WHAT THE EXERCISE ASKS:
Repeat the records below exactly.

A run of records
-=-=-

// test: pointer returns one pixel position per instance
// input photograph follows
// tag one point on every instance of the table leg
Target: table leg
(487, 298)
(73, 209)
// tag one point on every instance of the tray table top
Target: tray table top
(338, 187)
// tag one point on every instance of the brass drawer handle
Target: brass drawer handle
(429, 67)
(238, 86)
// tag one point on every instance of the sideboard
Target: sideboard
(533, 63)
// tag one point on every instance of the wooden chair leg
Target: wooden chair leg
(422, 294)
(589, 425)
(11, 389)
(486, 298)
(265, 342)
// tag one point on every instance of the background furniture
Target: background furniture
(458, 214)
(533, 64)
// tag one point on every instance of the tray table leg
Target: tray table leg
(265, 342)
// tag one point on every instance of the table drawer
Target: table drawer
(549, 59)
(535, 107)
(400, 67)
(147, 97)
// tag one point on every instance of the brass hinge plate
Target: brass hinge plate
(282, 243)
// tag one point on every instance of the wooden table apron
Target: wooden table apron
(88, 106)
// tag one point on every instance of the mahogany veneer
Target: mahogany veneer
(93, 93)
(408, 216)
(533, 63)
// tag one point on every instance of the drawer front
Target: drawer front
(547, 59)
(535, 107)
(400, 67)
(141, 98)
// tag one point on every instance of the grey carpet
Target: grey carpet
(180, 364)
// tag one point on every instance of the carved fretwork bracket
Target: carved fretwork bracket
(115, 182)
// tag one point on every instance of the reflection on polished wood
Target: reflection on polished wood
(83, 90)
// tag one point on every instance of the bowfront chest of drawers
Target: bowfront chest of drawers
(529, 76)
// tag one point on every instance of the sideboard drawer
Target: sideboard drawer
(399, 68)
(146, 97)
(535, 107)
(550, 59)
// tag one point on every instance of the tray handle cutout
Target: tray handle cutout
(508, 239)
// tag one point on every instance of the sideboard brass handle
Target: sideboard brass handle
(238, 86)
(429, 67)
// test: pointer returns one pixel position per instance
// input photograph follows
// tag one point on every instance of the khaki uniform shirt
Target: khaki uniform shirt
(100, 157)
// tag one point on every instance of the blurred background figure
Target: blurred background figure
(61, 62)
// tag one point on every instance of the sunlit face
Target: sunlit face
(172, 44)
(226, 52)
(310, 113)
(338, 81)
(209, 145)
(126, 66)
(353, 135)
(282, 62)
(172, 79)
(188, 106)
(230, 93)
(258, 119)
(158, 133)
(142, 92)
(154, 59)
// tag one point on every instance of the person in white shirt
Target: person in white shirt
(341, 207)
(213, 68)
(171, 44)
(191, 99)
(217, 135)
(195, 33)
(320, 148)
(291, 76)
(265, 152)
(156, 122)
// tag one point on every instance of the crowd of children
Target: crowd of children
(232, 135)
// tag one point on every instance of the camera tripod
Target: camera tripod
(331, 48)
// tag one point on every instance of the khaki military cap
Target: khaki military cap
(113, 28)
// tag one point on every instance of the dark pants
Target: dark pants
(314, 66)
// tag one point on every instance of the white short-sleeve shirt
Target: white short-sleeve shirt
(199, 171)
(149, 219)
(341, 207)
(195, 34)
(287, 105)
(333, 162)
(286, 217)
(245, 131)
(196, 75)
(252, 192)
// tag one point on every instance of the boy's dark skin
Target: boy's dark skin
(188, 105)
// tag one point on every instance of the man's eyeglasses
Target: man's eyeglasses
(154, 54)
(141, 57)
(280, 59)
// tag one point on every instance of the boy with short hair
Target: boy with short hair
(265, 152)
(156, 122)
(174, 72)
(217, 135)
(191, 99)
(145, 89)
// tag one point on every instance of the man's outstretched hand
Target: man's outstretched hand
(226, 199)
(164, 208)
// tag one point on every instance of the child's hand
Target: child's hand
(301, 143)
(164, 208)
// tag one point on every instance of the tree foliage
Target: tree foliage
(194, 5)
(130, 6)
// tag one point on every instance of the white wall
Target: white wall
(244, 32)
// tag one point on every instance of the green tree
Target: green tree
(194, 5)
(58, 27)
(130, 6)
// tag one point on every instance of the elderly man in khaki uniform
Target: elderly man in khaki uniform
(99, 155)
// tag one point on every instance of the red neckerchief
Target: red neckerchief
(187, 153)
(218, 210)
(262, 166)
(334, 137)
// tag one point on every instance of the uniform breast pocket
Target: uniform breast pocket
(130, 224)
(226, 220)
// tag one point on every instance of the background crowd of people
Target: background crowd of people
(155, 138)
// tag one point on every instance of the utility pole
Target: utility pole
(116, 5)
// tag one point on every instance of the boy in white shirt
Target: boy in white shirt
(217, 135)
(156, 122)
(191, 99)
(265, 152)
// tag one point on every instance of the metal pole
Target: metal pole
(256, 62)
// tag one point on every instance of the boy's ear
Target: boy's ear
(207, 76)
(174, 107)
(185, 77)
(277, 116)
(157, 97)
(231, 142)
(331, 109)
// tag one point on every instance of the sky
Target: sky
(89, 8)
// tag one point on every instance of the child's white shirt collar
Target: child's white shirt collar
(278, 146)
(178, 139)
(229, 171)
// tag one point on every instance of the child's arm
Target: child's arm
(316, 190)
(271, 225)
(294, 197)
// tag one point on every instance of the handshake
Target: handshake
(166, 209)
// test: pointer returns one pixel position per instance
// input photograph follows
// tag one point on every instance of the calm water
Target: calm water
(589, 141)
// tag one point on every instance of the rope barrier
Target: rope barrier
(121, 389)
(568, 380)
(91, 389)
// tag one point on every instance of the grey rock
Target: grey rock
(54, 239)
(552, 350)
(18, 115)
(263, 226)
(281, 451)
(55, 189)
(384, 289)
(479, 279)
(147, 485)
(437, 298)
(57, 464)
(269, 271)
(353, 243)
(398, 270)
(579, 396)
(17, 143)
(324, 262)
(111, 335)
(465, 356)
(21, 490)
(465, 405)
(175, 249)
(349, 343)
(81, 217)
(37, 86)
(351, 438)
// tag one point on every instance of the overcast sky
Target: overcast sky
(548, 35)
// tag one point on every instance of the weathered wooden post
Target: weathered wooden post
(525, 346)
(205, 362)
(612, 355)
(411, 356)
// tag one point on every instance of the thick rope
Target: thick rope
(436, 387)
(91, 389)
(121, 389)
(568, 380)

-=-=-

FULL RESPONSE:
// test: pointer returns one pixel position per instance
// input photograph follows
// tag one point on every instance of the table leg
Target: table leg
(487, 298)
(73, 209)
// tag one point on every instance of the tray table top
Target: tray table top
(338, 187)
// tag one point on every instance of the brass drawer handle
Target: brass drawer handle
(429, 67)
(238, 86)
// tag one point on every instance of the sideboard
Target: sideboard
(533, 63)
// tag one point on every instance of the wooden chair leg
Target: wooden chair leg
(422, 294)
(589, 425)
(11, 389)
(486, 298)
(265, 342)
// tag one point on every instance of the background furniture
Target: background furniture
(458, 214)
(533, 64)
// tag one point on every instance of the tray table leg
Target: tray table leg
(265, 342)
// tag one point on every instance of the table drawer
Target: table drawer
(549, 59)
(535, 107)
(400, 67)
(147, 97)
// tag one point on every instance of the brass hinge plate
Target: brass hinge plate
(282, 243)
// tag one point on every instance of the wooden table apron
Target: wooden table apron
(88, 106)
// tag one point on every instance of the mahogany veneer
Target: mahogany veneer
(93, 93)
(408, 216)
(533, 63)
// tag one point on every instance of the drawer front
Target: drawer front
(547, 59)
(535, 107)
(400, 67)
(141, 98)
// tag one point on every instance of the grey carpet
Target: grey carpet
(180, 364)
// tag one point on every instance of the carved fretwork bracket
Target: carved fretwork bracket
(115, 182)
// tag one point on every instance of the reflection on polished wood
Target: reflection on polished wood
(83, 90)
// tag one point on every instance of the bowfront chest of drawers
Target: bowfront chest of drawers
(529, 76)
// tag one point on every instance of the sideboard drawer
Target: sideboard drawer
(399, 68)
(146, 97)
(535, 107)
(550, 59)
// tag one point on every instance of the tray handle cutout
Target: tray handle cutout
(508, 239)
// tag one point on every instance of the sideboard brass handle
Target: sideboard brass handle
(238, 86)
(429, 67)
// test: pointer returns one pixel position per instance
// input photograph follows
// tag one point on every instance of the khaki uniform shirt
Target: khaki uniform shirt
(100, 157)
// tag one point on every instance of the blurred background figure
Target: blurred background figure
(61, 62)
// tag one point on every instance of the sunlit face
Target: sunlit face
(172, 44)
(226, 52)
(310, 113)
(338, 81)
(209, 145)
(126, 66)
(353, 135)
(282, 62)
(172, 79)
(188, 106)
(230, 93)
(258, 119)
(158, 133)
(142, 92)
(154, 59)
// tag one point on every instance of the person in white shirt
Target: person in white shirt
(341, 207)
(213, 68)
(171, 44)
(191, 99)
(217, 135)
(195, 33)
(320, 148)
(291, 76)
(265, 152)
(156, 122)
// tag one point on every instance of the crowd of children
Target: crowd of children
(232, 135)
// tag one point on every instance of the camera tripod
Target: camera tripod
(331, 48)
// tag one point on every instance of the khaki military cap
Target: khaki military cap
(113, 28)
// tag one point on every instance of the dark pants
Target: dark pants
(314, 66)
// tag one point on every instance of the white short-sleeve shirt
Target: white short-sleeve shirt
(199, 171)
(149, 219)
(341, 207)
(195, 34)
(287, 105)
(333, 162)
(286, 217)
(245, 131)
(196, 75)
(252, 192)
// tag one point on every instance of the boy's dark skin
Target: boy's dark skin
(188, 105)
// tag one point on every instance of the man's eyeglasses
Target: man's eyeglasses
(154, 54)
(141, 57)
(280, 59)
// tag one point on every instance of the boy with short hair
Target: boy with short hair
(265, 152)
(156, 122)
(174, 72)
(217, 135)
(191, 99)
(145, 89)
// tag one point on every instance of the man's outstretched hand
Target: man's outstretched hand
(226, 199)
(164, 208)
// tag one point on every instance of the child's hand
Target: child's hand
(301, 143)
(164, 208)
// tag one point on every instance of the tree foliage
Target: tree foliage
(194, 5)
(130, 6)
// tag one point on every instance of the white wall
Target: white wall
(244, 32)
// tag one point on every instance of the green tree
Target: green tree
(194, 5)
(58, 27)
(130, 6)
// tag one point on every instance of the elderly man in khaki uniform
Target: elderly man in khaki uniform
(99, 155)
// tag one point on every instance of the red neckerchief
Target: red neckerchief
(187, 153)
(218, 210)
(262, 166)
(334, 137)
// tag one point on every instance of the uniform breast pocket
Target: uniform breast pocket
(130, 224)
(226, 220)
// tag one point on every instance of the background crowd of people
Target: background crowd of people
(155, 138)
// tag one point on every instance of the utility pole
Target: utility pole
(116, 5)
// tag one point on every instance of the boy in white shirt
Target: boy in white shirt
(217, 135)
(156, 122)
(191, 99)
(265, 152)
// tag one point on every instance of the metal pole
Target: metal pole
(256, 62)
// tag one point on every instance of the boy's ear
Target: boy's ear
(207, 76)
(174, 107)
(185, 77)
(277, 116)
(157, 97)
(231, 142)
(331, 109)
// tag one point on every instance of the sky
Target: sky
(89, 8)
// tag one point on every instance of the child's white shirt collar
Target: child's white shirt collar
(278, 146)
(178, 139)
(229, 171)
// tag one point on every instance of the child's arm
Target: child's arm
(316, 190)
(271, 225)
(294, 197)
// tag one point on every instance of the handshake
Target: handshake
(166, 209)
// test: pointer returns one pixel position per instance
// input photograph follows
// tag one point on every instance of the calm water
Target: calm water
(589, 141)
// tag one point on every instance of the rope barrier
Target: rope barrier
(121, 389)
(568, 380)
(91, 389)
// tag one point on every instance of the grey rock
Target: grey rock
(54, 239)
(552, 350)
(18, 115)
(263, 226)
(281, 451)
(55, 189)
(384, 289)
(479, 279)
(147, 485)
(437, 298)
(57, 464)
(269, 271)
(353, 243)
(398, 270)
(579, 396)
(17, 143)
(324, 262)
(111, 335)
(465, 356)
(21, 490)
(465, 405)
(175, 249)
(349, 343)
(81, 217)
(37, 86)
(351, 438)
// tag one point on every instance of the overcast sky
Target: overcast sky
(548, 35)
// tag one point on every instance of the weathered wooden post
Target: weathered wooden post
(525, 346)
(205, 362)
(612, 355)
(411, 356)
// tag one point on every instance of the thick rope
Target: thick rope
(436, 387)
(91, 389)
(121, 389)
(568, 380)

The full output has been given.